REQUIREMENT
Repeat exactly what runs from the line with "For each instance of the ear, set" through the last line of the material, and keep the pictures out of it.

MATERIAL PROVIDED
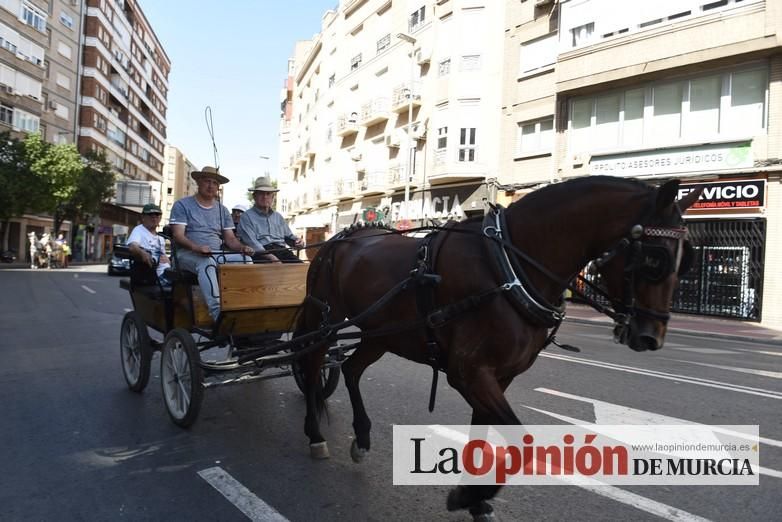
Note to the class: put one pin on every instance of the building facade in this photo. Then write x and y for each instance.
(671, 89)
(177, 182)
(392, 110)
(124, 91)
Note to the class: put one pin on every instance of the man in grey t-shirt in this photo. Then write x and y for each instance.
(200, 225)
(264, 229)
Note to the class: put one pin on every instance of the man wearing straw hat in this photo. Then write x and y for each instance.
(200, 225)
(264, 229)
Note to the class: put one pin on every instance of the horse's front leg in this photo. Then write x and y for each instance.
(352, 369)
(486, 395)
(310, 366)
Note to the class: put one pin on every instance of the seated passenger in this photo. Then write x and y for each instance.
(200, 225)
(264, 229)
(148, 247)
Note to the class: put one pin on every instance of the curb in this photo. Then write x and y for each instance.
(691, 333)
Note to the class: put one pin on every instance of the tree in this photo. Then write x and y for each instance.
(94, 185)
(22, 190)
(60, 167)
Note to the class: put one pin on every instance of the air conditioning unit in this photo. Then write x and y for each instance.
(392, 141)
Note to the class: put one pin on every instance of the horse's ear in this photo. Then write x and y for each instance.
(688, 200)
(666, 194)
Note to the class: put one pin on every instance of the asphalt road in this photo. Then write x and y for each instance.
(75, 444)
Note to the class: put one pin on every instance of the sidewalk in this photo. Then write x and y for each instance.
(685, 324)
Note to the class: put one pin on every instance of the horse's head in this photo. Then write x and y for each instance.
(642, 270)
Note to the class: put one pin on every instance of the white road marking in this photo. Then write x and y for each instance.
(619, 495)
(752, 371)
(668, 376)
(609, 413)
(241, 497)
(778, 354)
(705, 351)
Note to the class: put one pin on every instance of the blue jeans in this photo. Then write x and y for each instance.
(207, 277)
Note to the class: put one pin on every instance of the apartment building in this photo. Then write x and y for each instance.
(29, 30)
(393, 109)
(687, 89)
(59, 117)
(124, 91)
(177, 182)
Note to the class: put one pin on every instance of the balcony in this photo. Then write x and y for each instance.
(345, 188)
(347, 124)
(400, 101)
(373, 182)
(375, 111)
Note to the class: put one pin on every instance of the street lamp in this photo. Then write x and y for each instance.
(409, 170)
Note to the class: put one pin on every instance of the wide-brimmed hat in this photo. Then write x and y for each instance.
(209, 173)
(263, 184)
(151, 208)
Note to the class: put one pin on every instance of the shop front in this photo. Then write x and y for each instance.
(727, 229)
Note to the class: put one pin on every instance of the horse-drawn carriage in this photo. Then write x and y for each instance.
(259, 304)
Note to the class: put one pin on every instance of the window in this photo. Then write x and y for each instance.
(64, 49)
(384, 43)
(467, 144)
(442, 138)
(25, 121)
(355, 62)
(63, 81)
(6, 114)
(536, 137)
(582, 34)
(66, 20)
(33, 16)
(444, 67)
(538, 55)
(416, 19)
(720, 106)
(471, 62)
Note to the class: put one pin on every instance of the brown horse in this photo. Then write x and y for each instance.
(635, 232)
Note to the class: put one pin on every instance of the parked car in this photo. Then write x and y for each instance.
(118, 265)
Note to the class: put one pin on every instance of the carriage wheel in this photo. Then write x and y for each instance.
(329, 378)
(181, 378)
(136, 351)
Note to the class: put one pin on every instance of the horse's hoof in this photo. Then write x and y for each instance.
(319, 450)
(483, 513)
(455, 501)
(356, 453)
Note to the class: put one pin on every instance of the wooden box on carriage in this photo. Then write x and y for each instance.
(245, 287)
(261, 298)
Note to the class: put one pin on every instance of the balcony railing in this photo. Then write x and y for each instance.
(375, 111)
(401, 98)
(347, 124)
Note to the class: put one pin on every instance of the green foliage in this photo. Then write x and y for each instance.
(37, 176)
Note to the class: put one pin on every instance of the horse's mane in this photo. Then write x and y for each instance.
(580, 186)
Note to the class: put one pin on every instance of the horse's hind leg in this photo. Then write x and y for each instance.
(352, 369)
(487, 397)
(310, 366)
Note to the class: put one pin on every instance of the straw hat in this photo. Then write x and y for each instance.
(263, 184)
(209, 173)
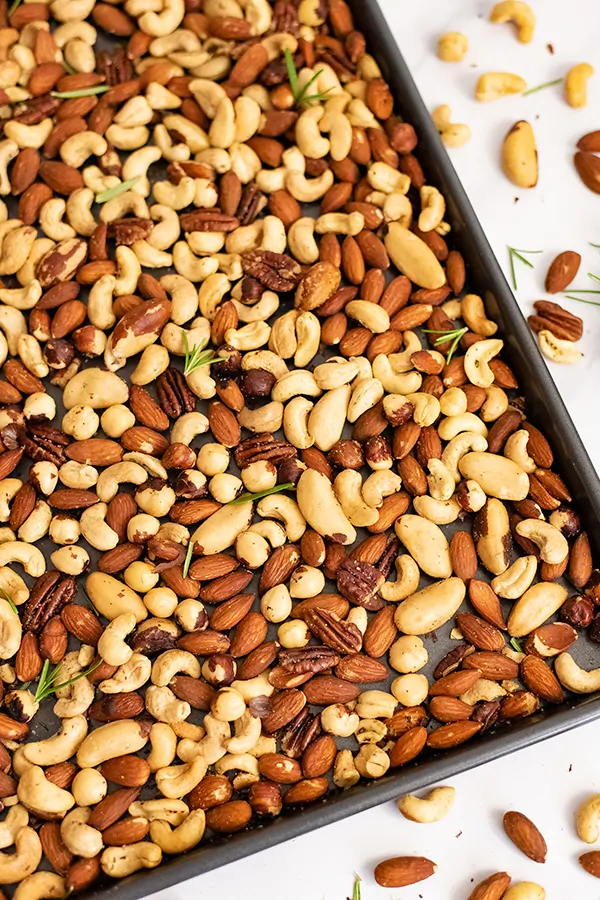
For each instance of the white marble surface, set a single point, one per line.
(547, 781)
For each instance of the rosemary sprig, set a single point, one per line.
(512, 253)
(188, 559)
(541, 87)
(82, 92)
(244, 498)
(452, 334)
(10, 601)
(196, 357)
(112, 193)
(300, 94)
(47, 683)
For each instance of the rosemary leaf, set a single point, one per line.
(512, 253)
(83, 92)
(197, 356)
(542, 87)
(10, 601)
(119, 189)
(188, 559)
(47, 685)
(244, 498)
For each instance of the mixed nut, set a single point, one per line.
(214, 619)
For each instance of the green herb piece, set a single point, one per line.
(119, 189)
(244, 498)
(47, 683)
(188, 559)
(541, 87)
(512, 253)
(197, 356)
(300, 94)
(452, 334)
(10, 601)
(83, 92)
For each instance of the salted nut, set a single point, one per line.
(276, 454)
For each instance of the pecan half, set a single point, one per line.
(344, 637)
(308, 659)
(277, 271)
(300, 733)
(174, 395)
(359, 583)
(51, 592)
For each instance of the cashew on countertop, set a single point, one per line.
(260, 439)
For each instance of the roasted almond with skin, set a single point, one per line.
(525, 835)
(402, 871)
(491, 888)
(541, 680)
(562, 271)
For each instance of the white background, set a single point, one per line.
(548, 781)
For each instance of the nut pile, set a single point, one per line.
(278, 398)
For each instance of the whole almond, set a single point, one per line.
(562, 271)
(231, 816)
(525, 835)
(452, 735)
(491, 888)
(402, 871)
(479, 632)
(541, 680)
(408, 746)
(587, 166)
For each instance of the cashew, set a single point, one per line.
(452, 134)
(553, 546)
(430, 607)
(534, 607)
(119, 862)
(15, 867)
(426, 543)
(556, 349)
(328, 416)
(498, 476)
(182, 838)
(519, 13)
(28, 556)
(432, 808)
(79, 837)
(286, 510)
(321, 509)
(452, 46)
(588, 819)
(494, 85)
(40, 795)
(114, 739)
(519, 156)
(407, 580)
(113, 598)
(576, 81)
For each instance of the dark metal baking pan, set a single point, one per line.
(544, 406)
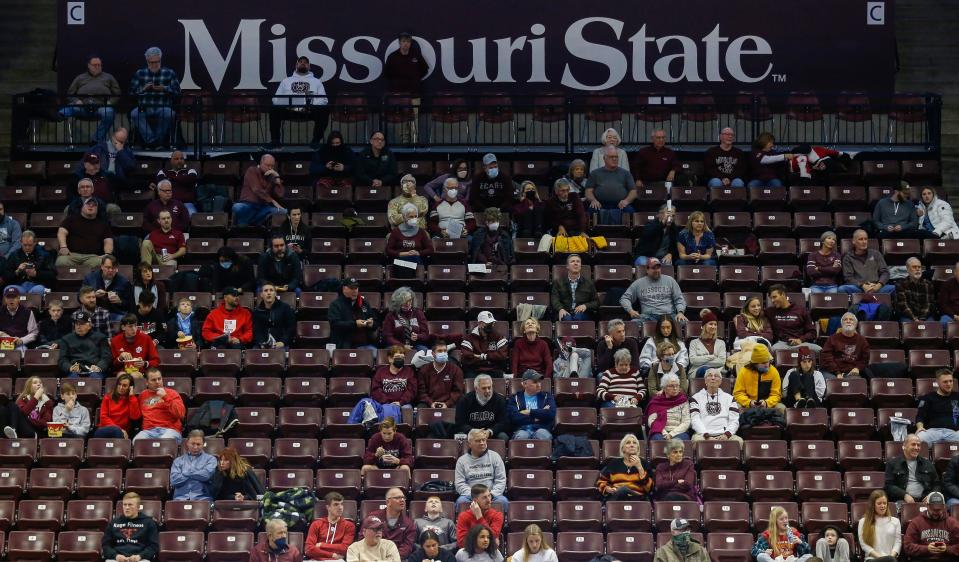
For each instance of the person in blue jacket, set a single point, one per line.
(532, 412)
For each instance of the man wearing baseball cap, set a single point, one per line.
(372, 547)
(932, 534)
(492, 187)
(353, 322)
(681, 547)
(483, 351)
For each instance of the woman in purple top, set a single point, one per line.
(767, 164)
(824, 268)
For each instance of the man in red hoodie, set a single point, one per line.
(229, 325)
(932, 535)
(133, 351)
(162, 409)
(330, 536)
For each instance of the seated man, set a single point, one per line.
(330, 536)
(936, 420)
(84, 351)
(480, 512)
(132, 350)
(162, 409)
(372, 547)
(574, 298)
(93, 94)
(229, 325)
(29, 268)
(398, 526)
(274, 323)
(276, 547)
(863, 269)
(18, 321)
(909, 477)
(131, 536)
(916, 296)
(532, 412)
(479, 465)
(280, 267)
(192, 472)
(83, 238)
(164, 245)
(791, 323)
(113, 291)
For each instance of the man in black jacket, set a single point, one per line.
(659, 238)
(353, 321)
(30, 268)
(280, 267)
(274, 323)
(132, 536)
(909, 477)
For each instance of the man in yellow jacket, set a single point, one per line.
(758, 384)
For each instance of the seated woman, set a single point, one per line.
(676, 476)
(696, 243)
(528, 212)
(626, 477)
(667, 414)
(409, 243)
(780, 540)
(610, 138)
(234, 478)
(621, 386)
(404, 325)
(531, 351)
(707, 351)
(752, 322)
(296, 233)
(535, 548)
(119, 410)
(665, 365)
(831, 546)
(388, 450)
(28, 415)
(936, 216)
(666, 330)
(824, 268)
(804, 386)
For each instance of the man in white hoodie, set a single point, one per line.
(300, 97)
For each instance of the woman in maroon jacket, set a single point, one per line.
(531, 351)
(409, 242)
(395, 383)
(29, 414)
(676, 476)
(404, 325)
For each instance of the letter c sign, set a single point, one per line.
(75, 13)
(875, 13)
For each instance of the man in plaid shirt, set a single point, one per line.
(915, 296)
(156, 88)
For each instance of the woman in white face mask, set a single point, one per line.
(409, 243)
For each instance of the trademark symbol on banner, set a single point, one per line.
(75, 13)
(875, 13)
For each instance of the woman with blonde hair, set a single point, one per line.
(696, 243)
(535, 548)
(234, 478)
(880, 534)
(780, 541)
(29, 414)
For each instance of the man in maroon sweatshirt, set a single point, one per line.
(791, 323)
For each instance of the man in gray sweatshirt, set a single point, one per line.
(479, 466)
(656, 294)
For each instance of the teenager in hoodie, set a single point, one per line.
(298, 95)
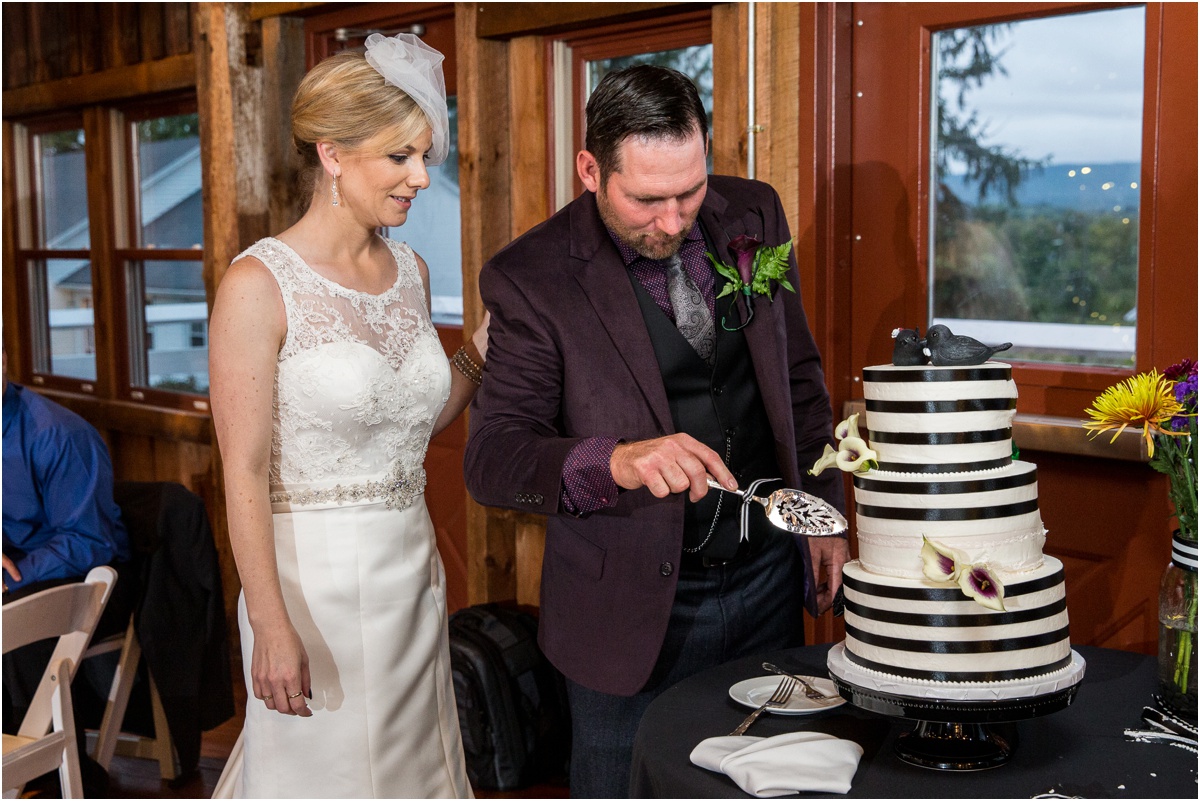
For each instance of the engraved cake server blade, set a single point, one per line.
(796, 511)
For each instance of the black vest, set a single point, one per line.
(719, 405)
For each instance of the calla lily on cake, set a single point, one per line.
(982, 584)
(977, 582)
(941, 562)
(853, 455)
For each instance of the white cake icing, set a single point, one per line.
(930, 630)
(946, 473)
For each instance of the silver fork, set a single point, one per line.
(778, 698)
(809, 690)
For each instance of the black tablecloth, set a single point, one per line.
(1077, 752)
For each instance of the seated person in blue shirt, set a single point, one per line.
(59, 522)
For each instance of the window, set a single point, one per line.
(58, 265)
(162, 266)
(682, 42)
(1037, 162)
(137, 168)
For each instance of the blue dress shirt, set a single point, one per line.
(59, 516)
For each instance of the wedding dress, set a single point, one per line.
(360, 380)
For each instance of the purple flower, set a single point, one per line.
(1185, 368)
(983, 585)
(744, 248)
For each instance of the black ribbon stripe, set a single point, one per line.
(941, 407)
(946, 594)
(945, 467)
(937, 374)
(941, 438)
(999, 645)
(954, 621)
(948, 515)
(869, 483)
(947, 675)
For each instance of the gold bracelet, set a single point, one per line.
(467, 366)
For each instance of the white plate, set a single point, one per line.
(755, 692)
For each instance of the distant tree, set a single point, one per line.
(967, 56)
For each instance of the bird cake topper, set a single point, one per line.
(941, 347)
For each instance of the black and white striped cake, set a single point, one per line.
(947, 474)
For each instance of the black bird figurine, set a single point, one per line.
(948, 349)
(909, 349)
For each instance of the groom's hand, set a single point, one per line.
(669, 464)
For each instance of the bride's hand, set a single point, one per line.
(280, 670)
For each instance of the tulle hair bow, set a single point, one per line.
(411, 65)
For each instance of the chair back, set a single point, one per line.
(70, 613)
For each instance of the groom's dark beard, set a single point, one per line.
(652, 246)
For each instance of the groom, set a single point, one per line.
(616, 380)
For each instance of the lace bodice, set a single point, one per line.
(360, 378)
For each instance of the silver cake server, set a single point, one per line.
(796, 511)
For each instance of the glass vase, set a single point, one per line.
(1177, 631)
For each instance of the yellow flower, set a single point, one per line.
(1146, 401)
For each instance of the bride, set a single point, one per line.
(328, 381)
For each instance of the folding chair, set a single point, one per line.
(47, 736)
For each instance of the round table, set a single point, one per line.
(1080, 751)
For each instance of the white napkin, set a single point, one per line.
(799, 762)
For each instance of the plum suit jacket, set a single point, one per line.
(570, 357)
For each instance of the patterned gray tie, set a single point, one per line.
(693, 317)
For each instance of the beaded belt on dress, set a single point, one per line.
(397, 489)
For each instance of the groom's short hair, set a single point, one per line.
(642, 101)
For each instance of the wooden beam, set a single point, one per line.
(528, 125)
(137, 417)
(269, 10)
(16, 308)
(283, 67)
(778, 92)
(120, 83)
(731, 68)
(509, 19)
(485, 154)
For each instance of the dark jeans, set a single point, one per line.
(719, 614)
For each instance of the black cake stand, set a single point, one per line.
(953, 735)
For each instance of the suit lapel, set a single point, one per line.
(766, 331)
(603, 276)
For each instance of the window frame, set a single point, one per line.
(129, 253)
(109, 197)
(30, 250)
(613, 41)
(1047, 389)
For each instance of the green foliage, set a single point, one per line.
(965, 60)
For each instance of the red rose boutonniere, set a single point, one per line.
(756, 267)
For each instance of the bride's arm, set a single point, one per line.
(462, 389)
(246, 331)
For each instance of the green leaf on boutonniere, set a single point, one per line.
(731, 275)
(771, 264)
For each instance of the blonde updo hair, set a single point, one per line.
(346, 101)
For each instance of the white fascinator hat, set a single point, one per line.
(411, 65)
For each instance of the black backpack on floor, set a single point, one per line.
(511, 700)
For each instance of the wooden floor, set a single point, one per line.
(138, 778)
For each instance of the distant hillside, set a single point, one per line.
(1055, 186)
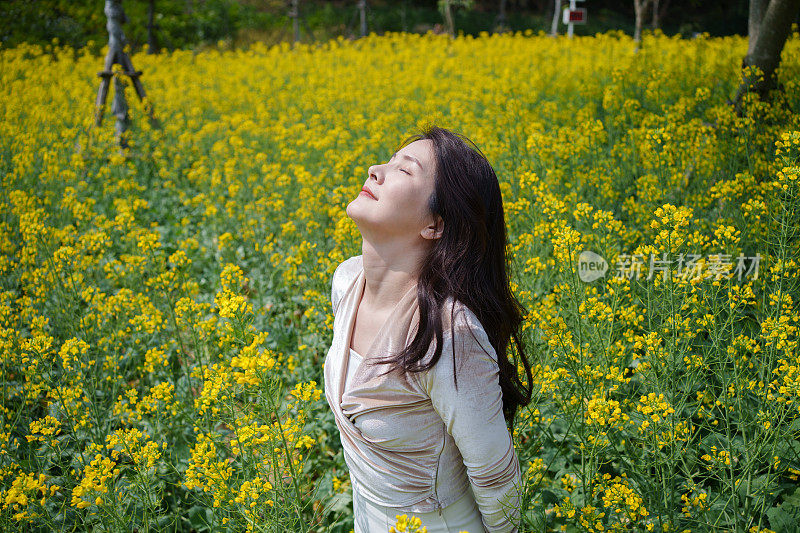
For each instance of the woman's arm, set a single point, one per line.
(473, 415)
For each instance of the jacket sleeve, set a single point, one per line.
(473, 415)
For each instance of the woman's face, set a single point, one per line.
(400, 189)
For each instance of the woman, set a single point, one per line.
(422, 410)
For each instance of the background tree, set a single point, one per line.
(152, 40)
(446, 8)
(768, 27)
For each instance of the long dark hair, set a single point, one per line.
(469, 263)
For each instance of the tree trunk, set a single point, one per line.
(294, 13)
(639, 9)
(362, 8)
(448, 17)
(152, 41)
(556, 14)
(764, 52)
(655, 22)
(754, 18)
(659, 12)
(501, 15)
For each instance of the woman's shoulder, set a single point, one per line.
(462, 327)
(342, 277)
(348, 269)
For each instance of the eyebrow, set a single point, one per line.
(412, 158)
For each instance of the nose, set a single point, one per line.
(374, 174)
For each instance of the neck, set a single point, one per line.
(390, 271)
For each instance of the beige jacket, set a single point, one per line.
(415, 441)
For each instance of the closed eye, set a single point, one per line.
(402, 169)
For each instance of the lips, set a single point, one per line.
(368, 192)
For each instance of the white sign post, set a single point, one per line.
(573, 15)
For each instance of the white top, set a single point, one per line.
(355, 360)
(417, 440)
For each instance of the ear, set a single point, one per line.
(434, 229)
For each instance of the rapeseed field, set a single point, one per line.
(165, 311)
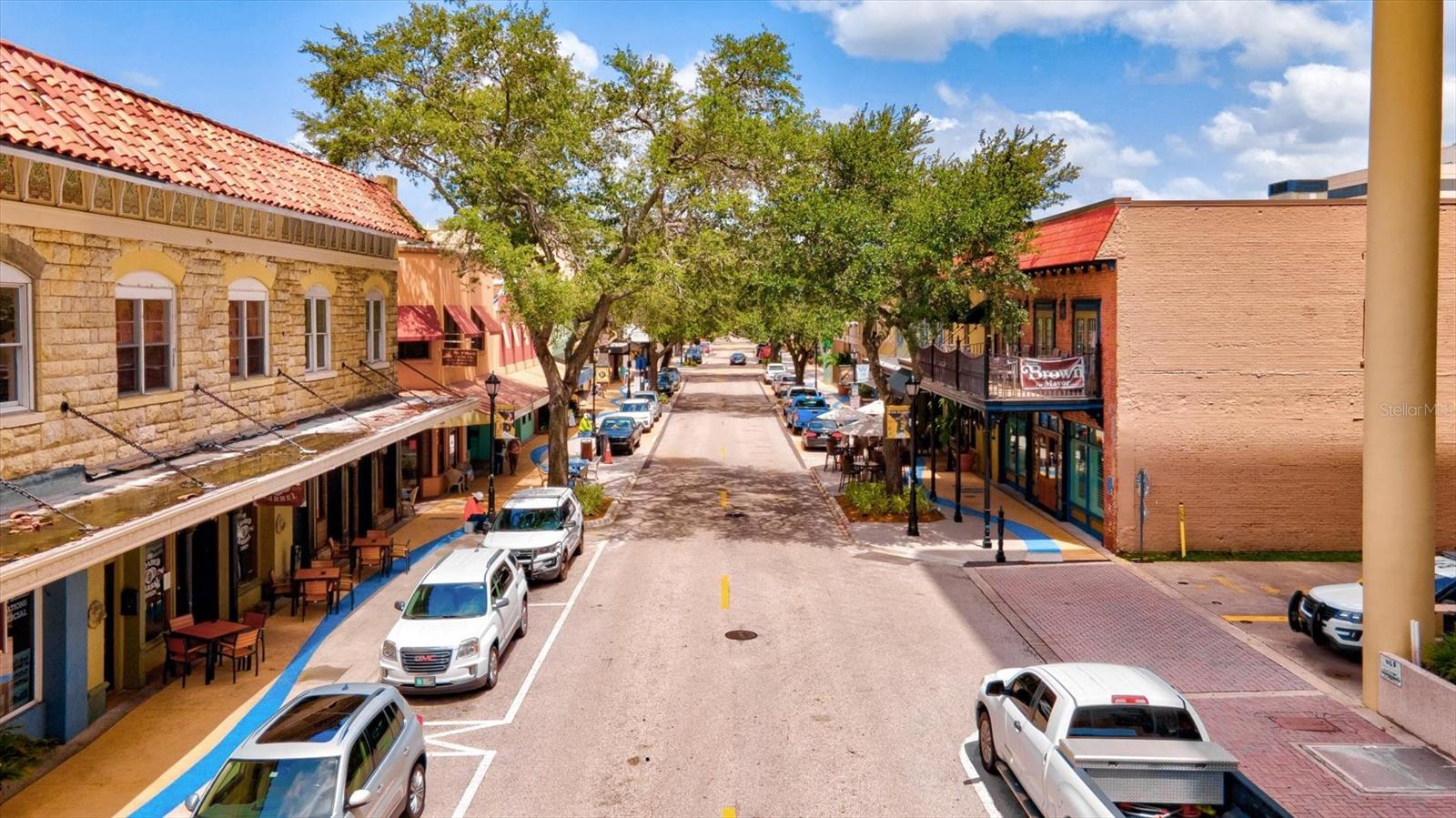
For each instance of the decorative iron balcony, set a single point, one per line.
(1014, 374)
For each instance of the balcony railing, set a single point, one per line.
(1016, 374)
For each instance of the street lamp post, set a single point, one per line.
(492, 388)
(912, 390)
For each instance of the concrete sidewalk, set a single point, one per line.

REPLY TO THE TASK
For each instance of the ear, set a single point, one per line.
(434, 229)
For each instance of the rapeseed field, set a single point, one per line.
(165, 311)
For each instance of the decorative iron balcony, set a single point, one per line.
(1014, 374)
For each instance of the balcony railing, set a single point, one per line.
(1016, 374)
For each instance of the street lamp post, set a single point, one per line.
(492, 388)
(912, 390)
For each instance of the concrete sidewalk, set a single point, one per line.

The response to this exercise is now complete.